— Reading passage —
Aleksei Aksimentiev (UIUC) received his Master’s degree in physics from the Ivan Franko Lviv State University, Lviv, Ukraine, and his Ph.D. in chemistry from the Institute of Physical Chemistry, Warsaw, Poland. After a brief postdoctoral training at Mitsui Chemicals, Japan, he joined the Theoretical and Computational Biophysics Group, Urbana, IL, as a Postdoctoral Research Associate. In 2005, he became a Faculty Member of the Physics Department at the University of Illinois, where he is currently a Associate Professor of physics. His research interests include systems that combine biological macromolecules and man-made nanostructures, membrane proteins, and molecular machinery of DNA replication.
Narayana Aluru (UIUC)
Mark Bathe (MIT) is an Assistant Professor in the Department of Biological Engineering at MIT with a joint appointment in the Department of Mechanical Engineering. He received his BSc, MSc, and PhD degrees from MIT in 1998, 2001, and 2004, respectively, in the Department of Mechanical Engineering. He directs the Laboratory for Computational Biology & Biophysics that seeks to develop innovative computational tools to enable the rational forward design of synthetic biological components based on structural DNA nanotechnology, and Bayesian approaches to reverse engineer dynamic biological processes from fluorescence imaging and spectroscopy data.
Xi Chen (Columbia University) received his Ph.D. in Solid Mechanics from Harvard University in 2001. He has been with Columbia University since 2003 and currently an Associate Professor with tenure. He uses multiscale theoretical, experimental, and numerical approaches to investigate various research frontiers in materials addressing challenges in energy and environment, nanomechanics, and mechanobiology. He received the NSF CAREER Award in 2007, the Presidential Early Career Award for Scientists and Engineers (PECASE) in 2008, ASME Sia Nemat-Nasser Early Career Award in 2010, SES Young Investigator Medal in 2011, and ASME Thomas J. R. Hughes Young Investigator Award in 2012. He is also a Changjiang Chair Professor of China.

Stored entries:
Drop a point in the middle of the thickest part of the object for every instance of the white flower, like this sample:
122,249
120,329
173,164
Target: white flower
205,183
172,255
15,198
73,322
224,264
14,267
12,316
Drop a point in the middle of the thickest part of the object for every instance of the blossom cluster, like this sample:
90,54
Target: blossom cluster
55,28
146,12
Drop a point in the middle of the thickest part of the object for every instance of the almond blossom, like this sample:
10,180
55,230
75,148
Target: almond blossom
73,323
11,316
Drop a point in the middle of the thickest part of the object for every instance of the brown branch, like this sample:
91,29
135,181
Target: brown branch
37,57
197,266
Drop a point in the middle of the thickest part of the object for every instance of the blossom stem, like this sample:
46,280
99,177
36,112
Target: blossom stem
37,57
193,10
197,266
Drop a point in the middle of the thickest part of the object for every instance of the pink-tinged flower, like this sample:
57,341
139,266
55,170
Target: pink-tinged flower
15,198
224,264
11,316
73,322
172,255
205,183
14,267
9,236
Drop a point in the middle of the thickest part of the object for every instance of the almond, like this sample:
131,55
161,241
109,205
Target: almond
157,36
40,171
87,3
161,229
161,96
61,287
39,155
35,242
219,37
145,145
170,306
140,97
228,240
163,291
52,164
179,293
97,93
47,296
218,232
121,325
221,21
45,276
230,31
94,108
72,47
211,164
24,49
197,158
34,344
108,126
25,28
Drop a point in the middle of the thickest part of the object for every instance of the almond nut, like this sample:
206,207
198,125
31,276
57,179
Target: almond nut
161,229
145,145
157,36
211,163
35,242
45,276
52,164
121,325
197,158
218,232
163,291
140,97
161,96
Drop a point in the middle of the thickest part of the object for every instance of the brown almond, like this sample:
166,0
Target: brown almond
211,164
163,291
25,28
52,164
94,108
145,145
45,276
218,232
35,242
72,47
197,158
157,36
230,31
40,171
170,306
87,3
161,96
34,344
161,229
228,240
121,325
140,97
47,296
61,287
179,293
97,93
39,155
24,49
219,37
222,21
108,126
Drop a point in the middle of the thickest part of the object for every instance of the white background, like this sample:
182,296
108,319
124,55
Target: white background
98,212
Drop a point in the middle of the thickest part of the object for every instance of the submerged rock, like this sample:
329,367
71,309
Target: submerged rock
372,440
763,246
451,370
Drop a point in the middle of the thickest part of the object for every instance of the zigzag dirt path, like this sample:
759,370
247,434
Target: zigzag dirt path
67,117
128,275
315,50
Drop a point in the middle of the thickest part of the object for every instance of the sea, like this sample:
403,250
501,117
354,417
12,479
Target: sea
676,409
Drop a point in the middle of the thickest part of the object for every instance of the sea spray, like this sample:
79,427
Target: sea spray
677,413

— Problem 1 —
According to the researcher profiles, in what year did Xi Chen earn his Ph.D. in Solid Mechanics from Harvard University?
— Problem 2 —
Render this sentence from the researcher profiles in Spanish: "He received his BSc, MSc, and PhD degrees from MIT in 1998, 2001, and 2004, respectively, in the Department of Mechanical Engineering."

— Exercise response 1 —
2001

— Exercise response 2 —
Obtuvo sus títulos de BSc, MSc y PhD en el MIT en 1998, 2001 y 2004, respectivamente, en el Departamento de Ingeniería Mecánica.